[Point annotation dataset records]
---+---

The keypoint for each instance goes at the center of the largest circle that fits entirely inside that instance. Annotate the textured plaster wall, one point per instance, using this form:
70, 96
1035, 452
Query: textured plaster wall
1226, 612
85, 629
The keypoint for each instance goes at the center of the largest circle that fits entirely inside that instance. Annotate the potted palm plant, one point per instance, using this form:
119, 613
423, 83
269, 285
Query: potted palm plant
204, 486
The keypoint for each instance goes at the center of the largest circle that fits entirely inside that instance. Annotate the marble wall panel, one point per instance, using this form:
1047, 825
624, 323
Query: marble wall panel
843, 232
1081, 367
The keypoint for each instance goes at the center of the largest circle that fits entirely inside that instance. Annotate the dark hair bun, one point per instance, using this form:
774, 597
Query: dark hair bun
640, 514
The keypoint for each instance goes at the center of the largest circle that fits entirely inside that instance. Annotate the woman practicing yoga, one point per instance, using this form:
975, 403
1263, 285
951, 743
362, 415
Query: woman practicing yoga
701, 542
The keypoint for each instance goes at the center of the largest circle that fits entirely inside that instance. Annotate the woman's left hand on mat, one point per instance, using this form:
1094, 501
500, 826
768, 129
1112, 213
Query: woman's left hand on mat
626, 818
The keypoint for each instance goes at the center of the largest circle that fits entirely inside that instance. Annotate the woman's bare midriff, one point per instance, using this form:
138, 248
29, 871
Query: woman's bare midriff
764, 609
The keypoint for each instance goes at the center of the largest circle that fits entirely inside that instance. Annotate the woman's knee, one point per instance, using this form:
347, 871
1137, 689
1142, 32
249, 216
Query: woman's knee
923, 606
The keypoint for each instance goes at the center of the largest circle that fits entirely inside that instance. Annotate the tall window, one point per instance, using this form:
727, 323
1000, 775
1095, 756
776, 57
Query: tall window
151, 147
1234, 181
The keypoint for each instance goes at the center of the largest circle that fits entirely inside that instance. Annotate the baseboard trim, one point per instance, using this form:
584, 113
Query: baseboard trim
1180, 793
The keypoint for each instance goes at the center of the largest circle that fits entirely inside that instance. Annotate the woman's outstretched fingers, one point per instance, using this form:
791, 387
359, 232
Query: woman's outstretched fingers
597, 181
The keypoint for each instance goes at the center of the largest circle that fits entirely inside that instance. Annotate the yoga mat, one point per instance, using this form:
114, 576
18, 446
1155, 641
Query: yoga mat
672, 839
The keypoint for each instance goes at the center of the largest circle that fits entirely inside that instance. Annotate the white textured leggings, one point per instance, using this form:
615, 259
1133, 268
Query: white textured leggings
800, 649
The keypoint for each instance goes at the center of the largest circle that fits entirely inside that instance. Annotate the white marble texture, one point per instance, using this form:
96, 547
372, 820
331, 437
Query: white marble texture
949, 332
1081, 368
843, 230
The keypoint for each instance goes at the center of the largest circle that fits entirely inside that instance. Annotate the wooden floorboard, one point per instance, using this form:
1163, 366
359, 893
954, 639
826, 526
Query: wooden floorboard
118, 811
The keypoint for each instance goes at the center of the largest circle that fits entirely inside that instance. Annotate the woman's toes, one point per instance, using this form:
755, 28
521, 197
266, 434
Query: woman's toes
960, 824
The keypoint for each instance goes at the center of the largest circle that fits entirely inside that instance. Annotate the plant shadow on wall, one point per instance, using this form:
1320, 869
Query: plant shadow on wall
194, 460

---+---

Problem to work on >> Switch every "Annotate" in the listing above to "Mark" and write out the full listing again with everything else unchanged.

Output for this exercise >>
The keypoint for each instance goes at the center of the largest circle that fits entirely inside that instance. Mark the textured plaster wall, one point per instance, using this form:
70, 96
1035, 452
Query: textured plaster wall
1226, 612
85, 629
The keypoint for each instance goes at the center of the largest circle that fits entirely inside that instance. Mark the potted palm plant, one point per instance, using this form:
119, 613
423, 83
269, 285
Query: potted palm plant
204, 486
The keypoint for each instance goes at the center of the largest circle that fits entirely inside that instance. Mark the marble wall panel, one point per instance, using this form:
1047, 825
624, 323
Query: marble wall panel
843, 232
1081, 367
The keypoint for each instance goes at the center of the largest circle that fits entirely inside that instance. Mark the dark hair bun, one point per instance, using this form:
774, 597
Query: dark hair bun
640, 514
The keypoint for each instance goes at the center of the largest circle that fits entirely inside that instance. Mark the woman practicing yoga, one point per instance, using this form:
975, 403
1263, 285
951, 743
362, 415
Query: woman practicing yoga
701, 542
The keypoint for each instance goes at the center of the largest circle that fits entirely inside that instance. Mark the woman's left hand on mat, one point per instance, using this form:
1094, 501
500, 826
768, 129
1112, 213
Query: woman's left hand on mat
626, 818
The keypoint for each instance goes at the center of the largest circle that fits entirely inside that instance. Mark the woman's bare midriff, one point per instance, using this form:
138, 248
29, 871
Query: woman's bare midriff
764, 609
The keypoint for each instance goes at the center of the largest circle that fits entirely inside that instance. Mark the woman's knee, one point per instance, using this form:
347, 871
1137, 689
1142, 32
249, 216
Query: woman's knee
923, 606
The keypoint for each instance goes at the center of the largest circle that fits entirely inside that instance. Mark the tall window, one point per instance, using this form:
727, 323
1000, 775
1095, 756
776, 57
Query: tall window
151, 147
1234, 181
The keypoint for each instance goes at the center of the largest circle that fits entirely inside that instance. Mark the baseboard trim, one point per instance, using this form:
584, 113
Query: baseboard trim
1180, 793
The keypoint for each instance goes at the center of the largest circle that fits entirely inside that instance. Mark the woman's outstretched fingers, one point per instance, using this form:
791, 387
359, 232
Query: woman's outstretched fingers
597, 181
The keypoint for each instance goes at the center of the largest circle that fits entirely inside that instance. Mark the yoga mat, one point per instance, using this form:
114, 576
18, 446
1155, 641
Query: yoga mat
672, 839
The keypoint for each instance goes at the center of the largest circle that fits entirely inside that instance. Mark the white textured leggings, one point per instance, using this form:
615, 259
1133, 268
Query: white textured leggings
800, 649
The keypoint for each instance goes at the center of the largest circle that fits entirely inside that instance. Mark the white marble texture, one point per instance, using this form:
96, 547
372, 820
331, 437
Query: white marble texture
949, 332
1081, 368
843, 230
The keypoint for each instance goes at the center of the largest circle that fits entirely inside that instance. Mark the wooden floorboard, one point per instance, using this form:
1163, 366
359, 893
954, 639
826, 526
Query: wooden floorboard
118, 811
The keypoint for each instance goes at the center of the largest circle that fits entirely inside that instance. Mark the woman's toes, one point per instance, using this form:
755, 28
521, 197
266, 434
Query: woman's toes
960, 824
The keypoint for each instance goes at the center of the largest circle that fits entirely inside that instance. Mark the plant shadow on wall, one point per instance, using this form:
1320, 869
Query: plant shadow on wall
194, 460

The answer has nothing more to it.